**EXERCISE REQUIREMENTS**
Copy, word for word, the part of the transfer setup instructions from "You can schedule" to "tell jobs apart.".

**PROVIDED TEXT**
* START *
Configure your source

  1. Specify the required information for this transfer:

    1. Select the agent pool you configured for this transfer.

    2. Enter the Path to transfer from, relative to the root directory.

  2. Optionally, specify any filters to apply to the source data.

  3. Click Next step.

Configure your sink

  1. In the Bucket or folder field, enter the destination bucket and (optionally) folder name, or click Browse to select a bucket from a list of existing buckets in your current project. To create a new bucket, click Bucket icon Create new bucket.

  2. Click Next step.

Schedule the transfer

You can schedule your transfer to run one time only, or configure a recurring transfer.

Click Next step.

Choose transfer settings

  1. In the Description field, enter a description of the transfer. As a best practice, enter a description that is meaningful and unique so that you can tell jobs apart.

  2. Under Metadata options, select your Cloud Storage storage class, and whether to save each objects' creation time. See Metadata preservation for details.

  3. Under When to overwrite, select one of the following:

    • Never: Do not overwrite destination files. If a file exists with the same name, it will not be transferred.

    • If different: Overwrites destination files if the source file with the same name has different Etags or checksum values.

    • Always: Always overwrites destination files when the source file has the same name, even if they're identical.

  4. Under When to delete, select one of the following:

    • Never: Never delete files from either the source or destination.

    • Delete files from destination if they're not also at source: If files in the destination Cloud Storage bucket aren't also in the source, then delete the files from the Cloud Storage bucket.

      This option ensures that the destination Cloud Storage bucket exactly matches your source.

  5. Select whether to enable transfer logging and/or Pub/Sub notifications.

Click Create to create the transfer job.

REST API

To create a transfer from an HDFS source using the REST API, create a JSON object similar to the following example.

POST https://storagetransfer.googleapis.com/v1/transferJobs
{
  ...
  "transferSpec": {
    "source_agent_pool_name":"POOL_NAME",
    "hdfsDataSource": {
      "path": "/mount"
    },
    "gcsDataSink": {
      "bucketName": "SINK_NAME"
    },
    "transferOptions": {
      "deleteObjectsFromSourceAfterTransfer": false
    }
  }
}
* END *
**DATASET ROWS**
* START *
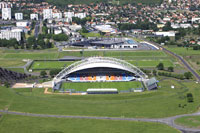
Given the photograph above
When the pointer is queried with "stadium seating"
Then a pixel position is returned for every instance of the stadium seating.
(11, 76)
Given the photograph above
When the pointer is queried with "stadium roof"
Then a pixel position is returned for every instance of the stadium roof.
(96, 62)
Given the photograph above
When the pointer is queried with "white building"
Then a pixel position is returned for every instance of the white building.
(5, 5)
(57, 15)
(80, 15)
(185, 26)
(7, 34)
(6, 13)
(47, 14)
(19, 16)
(34, 16)
(22, 24)
(167, 33)
(68, 14)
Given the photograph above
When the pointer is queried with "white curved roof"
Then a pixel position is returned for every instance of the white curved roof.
(95, 62)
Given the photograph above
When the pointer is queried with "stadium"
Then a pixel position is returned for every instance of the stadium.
(103, 69)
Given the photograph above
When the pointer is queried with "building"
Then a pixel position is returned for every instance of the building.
(22, 23)
(57, 15)
(99, 69)
(80, 15)
(5, 5)
(68, 14)
(19, 16)
(6, 13)
(47, 14)
(8, 34)
(34, 16)
(167, 33)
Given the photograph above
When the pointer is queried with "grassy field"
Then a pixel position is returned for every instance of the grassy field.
(30, 55)
(117, 85)
(115, 53)
(189, 121)
(184, 51)
(154, 104)
(11, 63)
(90, 34)
(46, 65)
(24, 124)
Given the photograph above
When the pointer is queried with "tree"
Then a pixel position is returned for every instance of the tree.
(53, 72)
(7, 85)
(188, 75)
(154, 72)
(190, 97)
(43, 74)
(160, 66)
(170, 69)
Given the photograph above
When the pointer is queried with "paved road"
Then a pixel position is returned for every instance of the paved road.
(180, 58)
(25, 68)
(169, 120)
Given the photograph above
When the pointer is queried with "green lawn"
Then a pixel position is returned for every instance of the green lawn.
(46, 65)
(91, 34)
(184, 51)
(25, 124)
(11, 63)
(20, 70)
(152, 104)
(151, 63)
(115, 53)
(189, 121)
(31, 55)
(116, 85)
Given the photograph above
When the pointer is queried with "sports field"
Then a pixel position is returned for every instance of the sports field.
(25, 124)
(150, 104)
(189, 121)
(46, 65)
(99, 85)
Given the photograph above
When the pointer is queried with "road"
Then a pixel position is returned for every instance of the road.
(178, 57)
(168, 121)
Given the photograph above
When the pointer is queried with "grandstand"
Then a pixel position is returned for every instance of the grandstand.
(99, 69)
(10, 76)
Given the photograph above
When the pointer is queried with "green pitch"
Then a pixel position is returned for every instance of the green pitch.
(25, 124)
(150, 104)
(99, 85)
(189, 121)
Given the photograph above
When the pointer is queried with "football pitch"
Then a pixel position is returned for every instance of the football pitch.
(102, 85)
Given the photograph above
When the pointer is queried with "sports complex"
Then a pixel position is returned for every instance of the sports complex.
(103, 69)
(134, 100)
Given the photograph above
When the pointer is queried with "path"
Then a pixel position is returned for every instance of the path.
(178, 57)
(169, 120)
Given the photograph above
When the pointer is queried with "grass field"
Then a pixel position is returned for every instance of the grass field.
(46, 65)
(91, 34)
(115, 53)
(11, 63)
(184, 51)
(117, 85)
(189, 121)
(24, 124)
(40, 56)
(162, 103)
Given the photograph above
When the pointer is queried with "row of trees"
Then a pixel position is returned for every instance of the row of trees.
(9, 43)
(52, 73)
(138, 25)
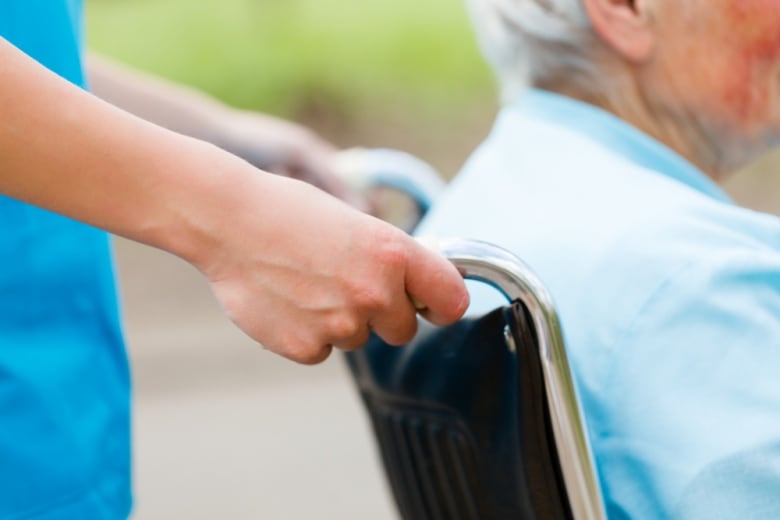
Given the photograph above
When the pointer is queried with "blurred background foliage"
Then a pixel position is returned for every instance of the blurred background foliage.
(400, 73)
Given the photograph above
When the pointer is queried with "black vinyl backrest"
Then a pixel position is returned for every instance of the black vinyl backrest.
(461, 420)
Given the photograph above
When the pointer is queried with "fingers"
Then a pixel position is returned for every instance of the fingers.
(398, 325)
(435, 286)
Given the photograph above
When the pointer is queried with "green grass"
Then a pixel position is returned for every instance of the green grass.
(292, 56)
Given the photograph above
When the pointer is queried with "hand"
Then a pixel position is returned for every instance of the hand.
(286, 148)
(311, 274)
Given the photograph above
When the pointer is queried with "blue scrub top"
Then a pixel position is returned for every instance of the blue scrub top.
(669, 297)
(64, 382)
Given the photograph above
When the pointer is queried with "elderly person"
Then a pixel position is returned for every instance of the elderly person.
(621, 120)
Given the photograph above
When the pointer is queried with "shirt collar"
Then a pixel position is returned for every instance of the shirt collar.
(619, 136)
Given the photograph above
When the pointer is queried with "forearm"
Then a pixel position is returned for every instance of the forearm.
(167, 104)
(63, 149)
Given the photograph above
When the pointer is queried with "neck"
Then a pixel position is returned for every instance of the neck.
(625, 97)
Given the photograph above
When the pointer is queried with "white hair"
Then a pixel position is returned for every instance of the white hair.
(537, 42)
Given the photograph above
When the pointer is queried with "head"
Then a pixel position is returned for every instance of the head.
(703, 76)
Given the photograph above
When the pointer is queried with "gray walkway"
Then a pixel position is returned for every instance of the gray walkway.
(226, 430)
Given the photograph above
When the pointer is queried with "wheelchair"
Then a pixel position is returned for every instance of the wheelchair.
(480, 420)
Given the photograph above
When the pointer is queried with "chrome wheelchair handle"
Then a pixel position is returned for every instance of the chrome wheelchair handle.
(503, 270)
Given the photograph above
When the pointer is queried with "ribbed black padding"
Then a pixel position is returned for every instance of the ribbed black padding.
(461, 421)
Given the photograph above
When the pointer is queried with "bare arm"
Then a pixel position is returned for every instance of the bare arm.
(295, 269)
(267, 142)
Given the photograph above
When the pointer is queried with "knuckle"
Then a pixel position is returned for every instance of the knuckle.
(343, 326)
(392, 248)
(373, 298)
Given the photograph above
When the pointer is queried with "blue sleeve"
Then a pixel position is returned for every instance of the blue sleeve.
(694, 397)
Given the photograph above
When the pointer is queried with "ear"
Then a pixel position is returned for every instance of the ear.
(624, 25)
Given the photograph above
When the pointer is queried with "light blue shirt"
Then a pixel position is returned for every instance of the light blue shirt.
(64, 382)
(668, 293)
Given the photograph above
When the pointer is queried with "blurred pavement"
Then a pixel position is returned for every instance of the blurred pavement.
(224, 429)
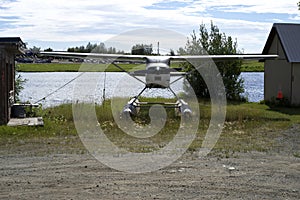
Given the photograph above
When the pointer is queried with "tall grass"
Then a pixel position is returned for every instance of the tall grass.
(248, 127)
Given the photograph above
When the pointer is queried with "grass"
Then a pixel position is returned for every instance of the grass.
(248, 127)
(247, 66)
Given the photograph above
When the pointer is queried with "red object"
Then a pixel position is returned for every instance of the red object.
(279, 95)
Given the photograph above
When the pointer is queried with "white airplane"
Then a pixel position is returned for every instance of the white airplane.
(157, 73)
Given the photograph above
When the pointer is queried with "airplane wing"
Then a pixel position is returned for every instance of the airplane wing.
(224, 57)
(119, 57)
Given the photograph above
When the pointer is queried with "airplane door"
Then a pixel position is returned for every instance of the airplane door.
(296, 84)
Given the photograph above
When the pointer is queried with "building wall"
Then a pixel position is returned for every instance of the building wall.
(296, 84)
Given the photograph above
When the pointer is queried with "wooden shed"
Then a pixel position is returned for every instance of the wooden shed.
(282, 76)
(9, 47)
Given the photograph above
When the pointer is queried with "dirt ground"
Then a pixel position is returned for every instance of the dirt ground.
(25, 173)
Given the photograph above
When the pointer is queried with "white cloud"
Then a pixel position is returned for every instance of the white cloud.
(67, 21)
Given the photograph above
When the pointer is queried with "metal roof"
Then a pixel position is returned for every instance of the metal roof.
(289, 36)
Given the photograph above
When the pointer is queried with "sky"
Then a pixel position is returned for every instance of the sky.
(60, 24)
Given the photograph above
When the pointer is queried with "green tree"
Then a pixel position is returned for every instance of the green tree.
(214, 43)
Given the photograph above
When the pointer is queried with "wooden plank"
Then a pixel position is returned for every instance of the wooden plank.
(31, 121)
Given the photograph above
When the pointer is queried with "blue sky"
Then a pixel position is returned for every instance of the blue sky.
(60, 24)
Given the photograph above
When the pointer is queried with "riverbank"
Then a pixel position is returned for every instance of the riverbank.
(256, 157)
(247, 66)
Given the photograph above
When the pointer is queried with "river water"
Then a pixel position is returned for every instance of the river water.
(40, 85)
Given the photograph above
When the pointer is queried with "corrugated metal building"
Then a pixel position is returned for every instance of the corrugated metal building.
(9, 47)
(283, 75)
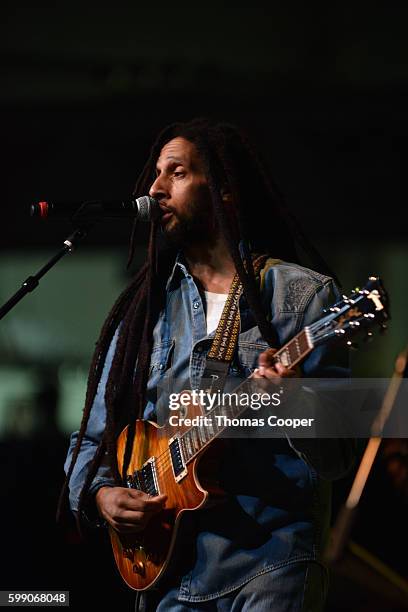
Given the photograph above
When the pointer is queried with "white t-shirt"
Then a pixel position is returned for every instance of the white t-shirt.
(215, 305)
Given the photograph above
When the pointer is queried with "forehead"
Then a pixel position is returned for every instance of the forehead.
(178, 149)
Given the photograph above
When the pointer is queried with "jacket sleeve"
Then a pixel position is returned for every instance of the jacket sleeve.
(90, 442)
(331, 458)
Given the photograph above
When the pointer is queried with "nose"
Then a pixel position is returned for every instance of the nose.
(158, 189)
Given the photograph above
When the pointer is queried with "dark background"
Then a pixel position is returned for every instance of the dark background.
(84, 88)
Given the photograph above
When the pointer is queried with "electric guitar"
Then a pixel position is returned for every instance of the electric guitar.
(166, 461)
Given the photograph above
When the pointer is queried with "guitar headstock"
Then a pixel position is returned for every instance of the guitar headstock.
(354, 315)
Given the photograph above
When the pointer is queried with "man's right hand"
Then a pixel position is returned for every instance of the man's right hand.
(127, 510)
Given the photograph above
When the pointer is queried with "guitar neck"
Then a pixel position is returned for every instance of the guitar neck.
(216, 420)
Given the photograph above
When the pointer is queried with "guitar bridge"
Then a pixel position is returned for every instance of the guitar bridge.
(177, 459)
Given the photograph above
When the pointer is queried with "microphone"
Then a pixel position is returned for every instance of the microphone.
(144, 208)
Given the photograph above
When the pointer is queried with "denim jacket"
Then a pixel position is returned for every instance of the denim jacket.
(277, 507)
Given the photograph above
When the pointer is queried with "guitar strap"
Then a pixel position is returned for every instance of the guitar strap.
(225, 340)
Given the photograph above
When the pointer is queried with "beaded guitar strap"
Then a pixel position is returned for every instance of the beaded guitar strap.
(225, 340)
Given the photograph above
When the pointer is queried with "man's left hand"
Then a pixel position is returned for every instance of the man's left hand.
(272, 370)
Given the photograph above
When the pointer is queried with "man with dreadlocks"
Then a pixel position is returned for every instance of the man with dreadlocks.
(260, 549)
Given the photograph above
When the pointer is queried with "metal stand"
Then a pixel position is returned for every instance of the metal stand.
(33, 281)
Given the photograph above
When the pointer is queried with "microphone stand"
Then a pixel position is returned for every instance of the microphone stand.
(32, 282)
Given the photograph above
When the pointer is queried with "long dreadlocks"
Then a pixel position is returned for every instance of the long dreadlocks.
(265, 226)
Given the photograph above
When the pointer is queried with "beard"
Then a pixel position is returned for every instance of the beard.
(193, 227)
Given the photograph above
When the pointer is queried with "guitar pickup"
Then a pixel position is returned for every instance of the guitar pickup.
(145, 479)
(177, 459)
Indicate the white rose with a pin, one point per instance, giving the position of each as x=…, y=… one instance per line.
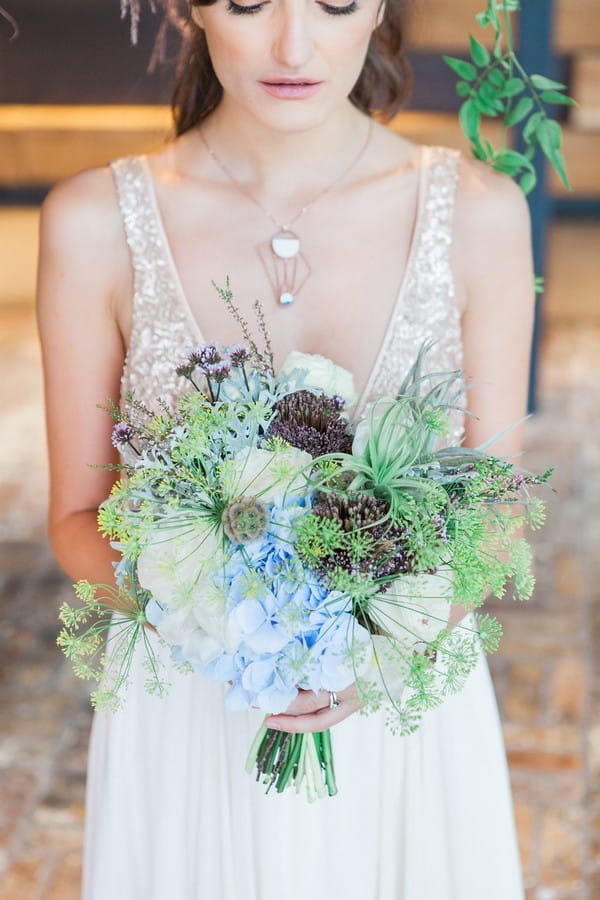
x=414, y=607
x=395, y=423
x=266, y=474
x=178, y=559
x=323, y=374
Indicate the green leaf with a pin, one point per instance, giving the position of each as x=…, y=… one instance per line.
x=527, y=182
x=463, y=69
x=463, y=89
x=486, y=109
x=549, y=135
x=514, y=158
x=521, y=110
x=497, y=78
x=469, y=119
x=512, y=87
x=547, y=84
x=555, y=97
x=479, y=153
x=479, y=54
x=557, y=160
* END *
**WORKED ANSWER**
You can schedule your transfer to run one time only, or configure a recurring transfer.

Click Next step.

Choose transfer settings

  1. In the Description field, enter a description of the transfer. As a best practice, enter a description that is meaningful and unique so that you can tell jobs apart.